▶ [Tugas 1] Ganti "photo" menjadi "frame" pada catatan mulai dari baris yang memuat "Annotate the dolphin in" hingga akhir catatan, tanpa mengubah bagian lainnya. Jangan sertakan gambarnya dalam jawaban.

▶ [Cuplikan Halaman]
Jakarta (Antara) - Setelah berdemonstrasi menuntut penegakan hukum dalam kasus penistaan agama pada 4 November, Gerakan Nasional Pengawal Fatwa MUI (GNPF MUI) mengumumkan rencana menggelar unjuk rasa pada 2 Desember 2016 untuk menuntut penahanan gubernur DKI Jakarta nonaktif Basuki Tjahaja Purnama (Ahok), yang sudah ditetapkan sebagai tersangka dalam perkara itu.
"Karena Ahok tidak ditahan, maka GNPF MUI menggelar aksi Bela Islam III pada 2 Desember 2016 dengan tema Bersatu dan Berdoa Untuk Negeri," kata juru bicara FPI Munarman didampingi Ketua GNPF Ustaz Bachtiar Nasir dan pembina GNPF Habib Rizieq Shihab di Jakarta, Jumat.
Kendati sudah dicegah keluar negeri oleh kepolisian, Munarman menilai Ahok tetap harus ditahan karena berpotensi melarikan diri dan menghilangkan barang bukti berupa video di situs resmi Pemerintah Provinsi DKI Jakarta.
"Dia juga berpotensi mengulangi perbuatan sesuai sikap arogannya," kata dia. "Semua tersangka terkait Pasal 156a KUHP selalu ditahan. Tidak ada yang bebas cuap-cuap di mana mana."

▶ [Data Ekstraksi]
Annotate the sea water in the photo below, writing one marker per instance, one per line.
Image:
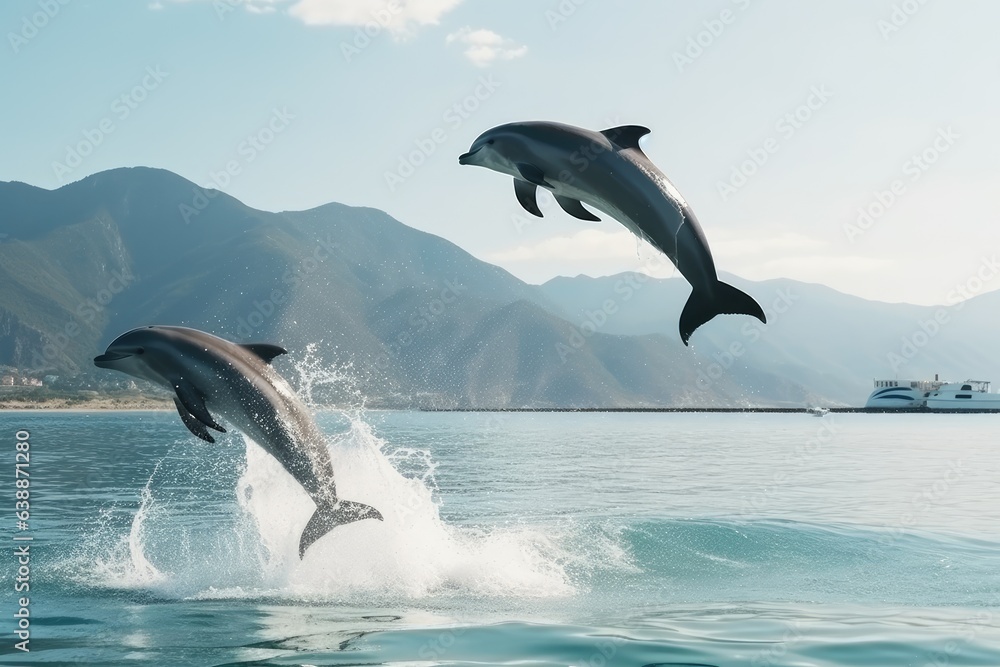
(514, 538)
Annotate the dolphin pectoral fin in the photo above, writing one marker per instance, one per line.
(265, 351)
(576, 209)
(193, 424)
(526, 196)
(194, 403)
(626, 136)
(326, 518)
(724, 300)
(532, 174)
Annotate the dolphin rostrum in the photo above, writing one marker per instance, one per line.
(209, 374)
(610, 172)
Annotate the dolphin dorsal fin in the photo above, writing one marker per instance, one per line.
(265, 351)
(626, 136)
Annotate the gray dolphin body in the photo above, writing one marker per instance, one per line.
(609, 171)
(209, 374)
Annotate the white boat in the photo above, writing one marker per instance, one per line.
(968, 395)
(896, 394)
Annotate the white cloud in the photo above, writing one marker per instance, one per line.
(398, 16)
(483, 47)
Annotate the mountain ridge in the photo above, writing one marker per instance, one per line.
(421, 321)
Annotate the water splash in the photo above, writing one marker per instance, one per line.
(226, 524)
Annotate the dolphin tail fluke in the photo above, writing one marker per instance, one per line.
(326, 518)
(724, 300)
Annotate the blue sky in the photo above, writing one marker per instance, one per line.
(779, 121)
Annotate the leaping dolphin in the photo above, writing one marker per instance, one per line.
(237, 381)
(610, 172)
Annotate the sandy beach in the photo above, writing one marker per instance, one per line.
(87, 403)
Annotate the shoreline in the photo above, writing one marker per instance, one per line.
(144, 404)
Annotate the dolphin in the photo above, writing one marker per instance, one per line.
(208, 374)
(609, 171)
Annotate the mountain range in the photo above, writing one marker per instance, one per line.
(411, 320)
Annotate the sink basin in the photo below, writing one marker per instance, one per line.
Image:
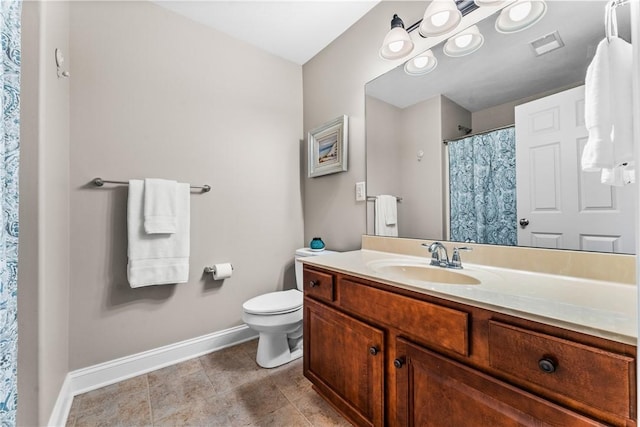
(421, 272)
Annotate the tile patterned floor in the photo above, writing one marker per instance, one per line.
(225, 388)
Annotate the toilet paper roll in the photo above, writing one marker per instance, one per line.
(222, 271)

▶ [Tugas 2] Lanjutkan berita tentang rencana unjuk rasa GNPF MUI itu setelah kalimat terakhirnya.

▶ [Jawaban 1]
Annotate the dolphin in the frame above, writing one marker per instance, one per line.
(208, 374)
(609, 171)
Annotate the mountain range in the frame above, writing one marker per instance, one per line.
(411, 320)
Annotate the sink basin in the frame below, writing one marker per instance, one per line.
Image:
(421, 272)
Annotate the tile patterned floor in the frame above, writing one marker per instance, one per line.
(225, 388)
Annotate the toilet paper roll in the frame above, writing one marker per instance, one per line.
(222, 271)

▶ [Jawaban 2]
Kendati demikian, GNPF MUI berjanji aksi massa 2 Desember akan berlangsung damai. Dalam aksi 2 Desember, GNPF MUI akan menggelar ibadah shalat Jumat, shalawat dan istighosah di sepanjang jalan Medan Merdeka Barat hingga Bundaran Hotel Indonesia.
"Kegiatannya adalah shalat Jumat bersama di mana posisi imam di Bundaran HI," katanya.
Habib Rizieq menambahkan tanggal 2 Desember bertepatan dengan Jumat Kubro dan awal Maulid Akbar karenanya dinilai sebagai saat yang tepat untuk berdoa bersama.
Kepala Polri Jenderal Pol Tito Karnavian sebelumnya menyatakan bahwa ada beberapa alasan yang membuat polisi tidak menahan Ahok, antara lain karena tidak semua penyidik setuju bahwa ada unsur pidana dalam kasus Ahok.
Selain itu, ia menjelaskan, menurut Pasal 21 Ayat 4 Kitab Undang-Undang Hukum Acara Pidana penahanan tidak harus dilakukan terhadap tersangka dengan ancaman hukuman di bawah lima tahun penjara.
"Undang-Undang kita, KUHAP Pasal 21 Ayat 4 UU Nomor 8 Tahun 1981 tidak menyatakan bahwa setiap kasus tertentu di bawah lima tahun harus dilakukan penahanan," katanya di Mabes Polri, Jakarta, Rabu (16/11).
Kemungkinan Batal
Ketua Presidium Indonesia Police Watch (IPW) Neta S. Pane memprediksi bahwa rencana demonstrasi di Jakarta pada 25 November 2016 batal terlaksana.
"Kemungkinannya batal ya," ujar Neta saat dihubungi di Jakarta, Jumat.
Menurutnya kesimpulannya akan hal itu didapat dari hasil kunjungannya ke sejumlah basis massa Islam.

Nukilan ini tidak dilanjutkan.